DOCUMENT SECTION
·····
French 309/Art 309 : French Painting since 1789

D. A. Kress
Jackson 306E
Office Hours: MW 3:15-4:30

Texts: Corneille, Horace,
Chateaubriand, Atala

    Throughout the course there will be handouts which you will have to read in addition to the work listed above.
    N.B. Much of the material will be consulted on the web.

In this course we will study French painting of the 19th and early 20th centuries. This period, during which French art has been recognized throughout the world for its accomplishments, has shaped our conceptions of modern art. We will focus on the movements that characterize the period: Neo-Classicism, Romanticism, Realism, and Impressionism, Cubism, and Surrealism. These movements will be studied in their historical context and special emphasis will be placed on the social, political, and economic conditions that gave birth to the creative endeavors of the period. The material presented in class will be supplemented with theoretical readings by French artists and critics. Class discussion and presentations will be conducted in French.
·····
PROBLEMS
1. According to the syllabus, in what language will class discussion and presentations be conducted?
2. Reproduce the passage of the syllabus starting with "D. A. Kress" and going on through "work listed above.".
·····
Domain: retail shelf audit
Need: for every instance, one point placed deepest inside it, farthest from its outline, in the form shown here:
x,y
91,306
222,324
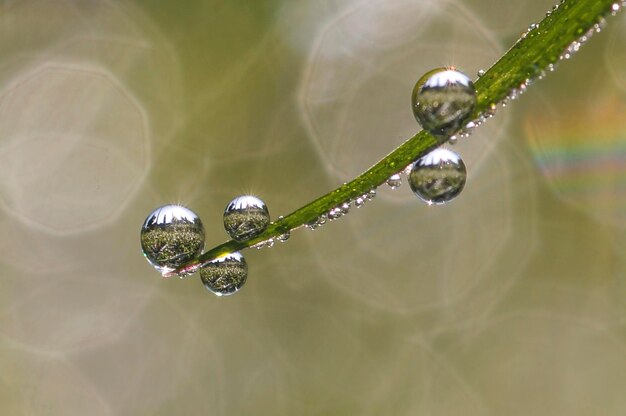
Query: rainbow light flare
·····
ANSWERS TO THE TASKS
1. French

2.
D. A. Kress
Jackson 306E
Office Hours: MW 3:15-4:30

Texts: Corneille, Horace,
Chateaubriand, Atala

    Throughout the course there will be handouts which you will have to read in addition to the work listed above.